-- begin --

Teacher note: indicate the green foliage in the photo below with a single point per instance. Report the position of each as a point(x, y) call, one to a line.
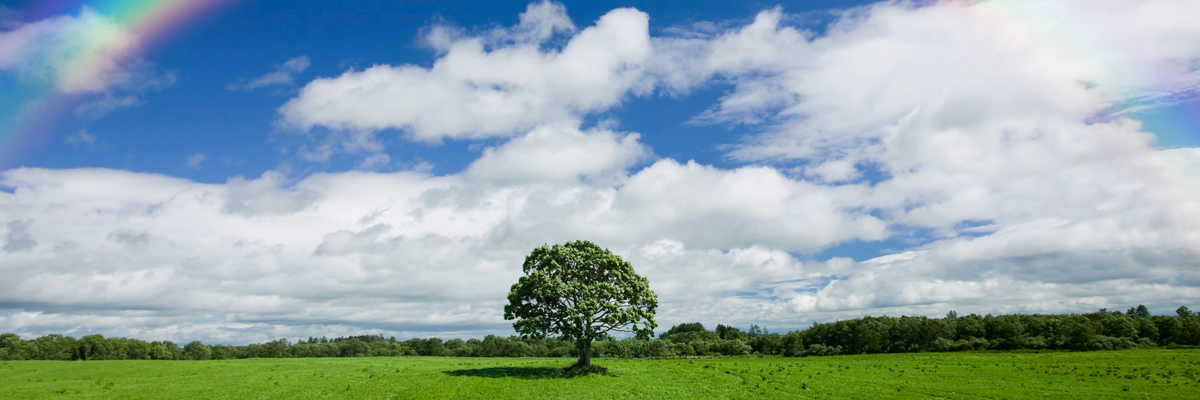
point(580, 292)
point(684, 328)
point(883, 334)
point(1137, 374)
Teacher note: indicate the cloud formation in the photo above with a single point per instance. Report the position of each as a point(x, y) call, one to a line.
point(283, 75)
point(1008, 163)
point(483, 87)
point(83, 54)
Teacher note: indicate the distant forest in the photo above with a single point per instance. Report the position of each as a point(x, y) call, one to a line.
point(1087, 332)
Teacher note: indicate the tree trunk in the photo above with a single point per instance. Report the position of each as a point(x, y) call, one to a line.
point(585, 354)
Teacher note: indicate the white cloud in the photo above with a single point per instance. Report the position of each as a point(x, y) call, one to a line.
point(559, 153)
point(479, 88)
point(89, 53)
point(283, 75)
point(1002, 154)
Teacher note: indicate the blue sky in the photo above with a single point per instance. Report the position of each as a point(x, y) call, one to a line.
point(294, 168)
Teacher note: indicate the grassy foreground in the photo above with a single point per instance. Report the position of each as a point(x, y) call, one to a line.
point(1137, 374)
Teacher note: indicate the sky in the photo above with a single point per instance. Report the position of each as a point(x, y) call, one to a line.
point(238, 172)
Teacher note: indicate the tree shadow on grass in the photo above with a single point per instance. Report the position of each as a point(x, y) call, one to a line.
point(522, 372)
point(531, 372)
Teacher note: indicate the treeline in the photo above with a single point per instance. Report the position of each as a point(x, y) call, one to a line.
point(1087, 332)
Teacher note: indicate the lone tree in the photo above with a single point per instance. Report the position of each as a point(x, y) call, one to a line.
point(581, 292)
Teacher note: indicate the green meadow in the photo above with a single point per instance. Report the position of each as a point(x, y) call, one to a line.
point(1133, 374)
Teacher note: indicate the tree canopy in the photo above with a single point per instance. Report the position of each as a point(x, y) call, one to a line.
point(580, 292)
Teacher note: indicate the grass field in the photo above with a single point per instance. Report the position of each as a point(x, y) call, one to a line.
point(1138, 374)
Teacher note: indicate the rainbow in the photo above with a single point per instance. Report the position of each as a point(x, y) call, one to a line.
point(1140, 85)
point(31, 107)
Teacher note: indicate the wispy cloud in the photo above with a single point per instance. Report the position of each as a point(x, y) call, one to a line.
point(283, 76)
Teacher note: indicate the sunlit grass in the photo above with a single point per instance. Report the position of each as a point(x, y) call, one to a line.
point(1084, 375)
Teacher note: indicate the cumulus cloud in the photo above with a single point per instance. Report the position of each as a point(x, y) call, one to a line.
point(485, 88)
point(558, 153)
point(1009, 162)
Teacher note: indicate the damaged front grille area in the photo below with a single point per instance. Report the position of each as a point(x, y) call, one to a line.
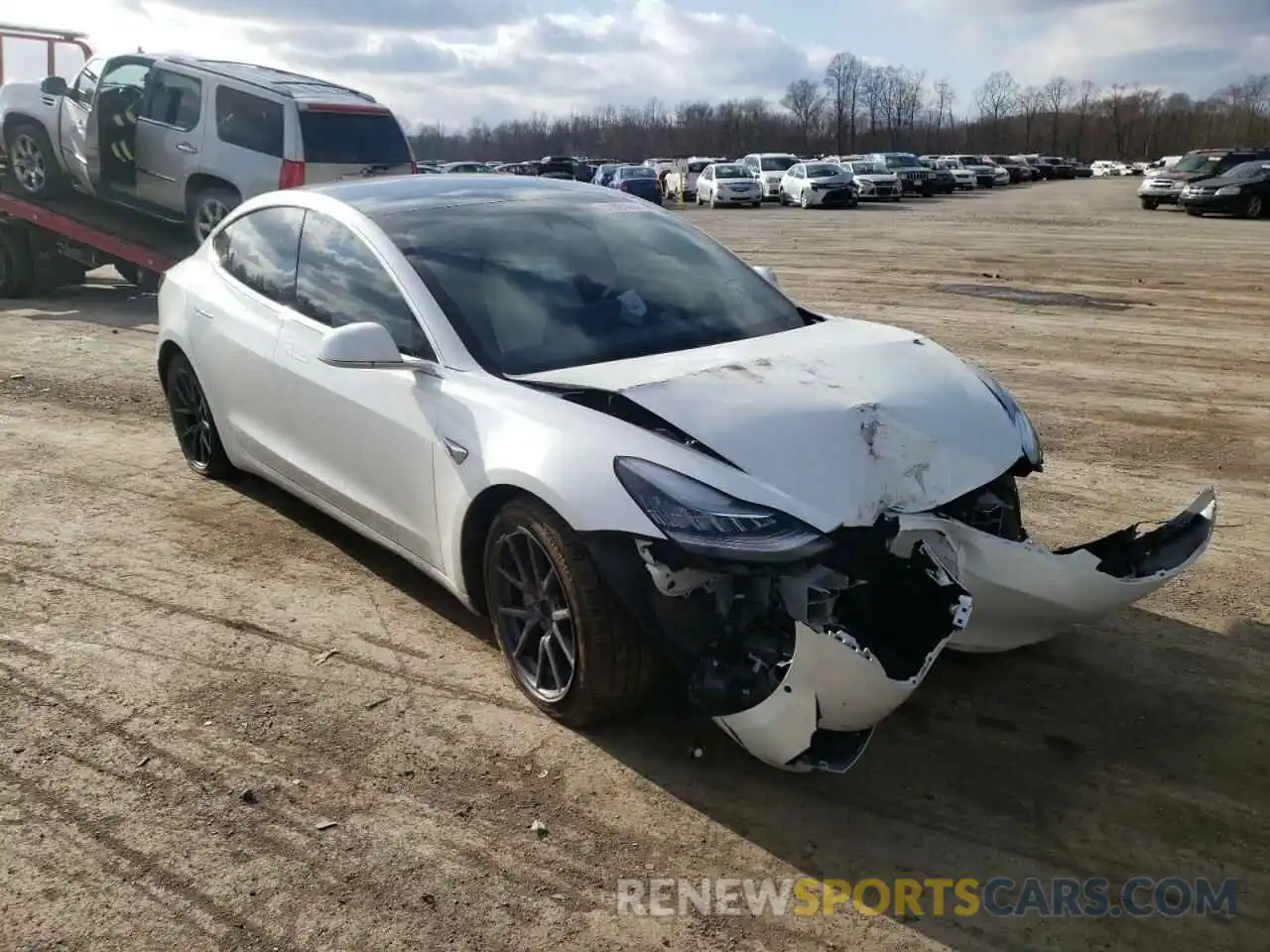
point(781, 655)
point(993, 509)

-- end --

Arrange every line of the entries above as a JSON list of strings, one string per line, with blank lines omitted. Leave the pictures out of the answer.

[
  "Teacher note: indicate the green foliage in the photo below with a single point per instance. Report the position of each as a point(x, y) call, one to a line.",
  "point(580, 292)",
  "point(684, 328)",
  "point(883, 334)",
  "point(1137, 374)",
  "Teacher note: indicate the cloud formation in the photo above with a single point per instance. Report the position of each as a point(x, y) call, one to a line.",
  "point(283, 75)",
  "point(1008, 163)",
  "point(483, 87)",
  "point(83, 54)",
  "Teacher note: indicate the distant forest in the photo above with a single point per instance. Report the position of each as a point(x, y) call, one to a line.",
  "point(1087, 332)",
  "Teacher note: indicate the tree trunk in the photo above with a single point per instance. Report the position of each as a point(x, y) call, one to a line.",
  "point(585, 354)",
  "Teacher note: indicate the white cloud in the photo above with a single point per instance. Report the position of each as a point(x, y) call, one to a line.",
  "point(559, 153)",
  "point(479, 88)",
  "point(89, 53)",
  "point(283, 75)",
  "point(1002, 154)",
  "Teacher note: indicate the blue sky in the photo above with a single point per instance. Report the position of each as a point(x, y) call, one to a line.",
  "point(294, 168)",
  "Teacher note: indicate the grassy foreground in the photo above with a single point per instance. Report the position of each as a point(x, y) call, one to a line.",
  "point(1137, 374)",
  "Teacher note: indicate the sky in the photo above with a single point per instance. Report the position of each as a point(x, y) call, one to a line.",
  "point(238, 172)",
  "Teacher note: indicate the tree shadow on grass in the photo above with a single point per instance. Report the position of each as a point(x, y) call, one to a line.",
  "point(522, 372)",
  "point(531, 372)",
  "Teacher note: indicate the treeline in the photo above with a single point per instance. Report the position of each as a point(x, y) call, one to a line.",
  "point(1087, 332)",
  "Teacher note: indicate the lone tree in the photo above with a single point per instance. Report the position of each as a point(x, y) call, one to a line.",
  "point(581, 292)",
  "Teacher note: indicate the green meadow in the photo above with a single point per instance. Report the position of each as a point(x, y) call, one to a line.",
  "point(1133, 374)",
  "Teacher note: indicate the tree canopy in the photo above with a single point per instance. Report the position of each as a point(x, y) call, one to a line.",
  "point(580, 292)",
  "Teacher note: indicate the grass field in the photo above with a single point per instance. Report the position of each as a point(x, y) call, one to a line.",
  "point(1138, 374)",
  "Teacher note: indicate the rainbow in the photo above with a single point per instance. Report the position of each as a point(x, y) call, one to a line.",
  "point(1140, 85)",
  "point(31, 107)",
  "Teacher note: indicate the wispy cloud in the photo above with a single point per instance. Report the position of each as a point(x, y) call, one to a line.",
  "point(283, 76)",
  "Teacher note: indicate the sunlit grass in the photo above with a single point per instance. Report the position of each as a point(x, y) call, one to a line.",
  "point(1084, 375)",
  "Teacher note: indicate the cumulus cloud in the photo above with a single point per instance. Report the position of each as a point(x, y) call, one to a line.",
  "point(485, 88)",
  "point(558, 153)",
  "point(1009, 162)",
  "Teacher note: indicate the damaged front grille area in the photo below with a single point per instance. Report the position of each as a point(x, y) call, one to a line.",
  "point(781, 655)",
  "point(993, 509)"
]